Start of Block
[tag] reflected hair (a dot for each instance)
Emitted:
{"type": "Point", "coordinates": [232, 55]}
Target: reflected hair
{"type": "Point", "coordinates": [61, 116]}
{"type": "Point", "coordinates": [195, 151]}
End of Block
* **REQUIRED ACTION**: Every line of the data must appear again in the answer, exactly as written.

* **TASK RESULT**:
[tag] reflected hair (a dot for each instance)
Emitted:
{"type": "Point", "coordinates": [232, 55]}
Target: reflected hair
{"type": "Point", "coordinates": [61, 116]}
{"type": "Point", "coordinates": [195, 151]}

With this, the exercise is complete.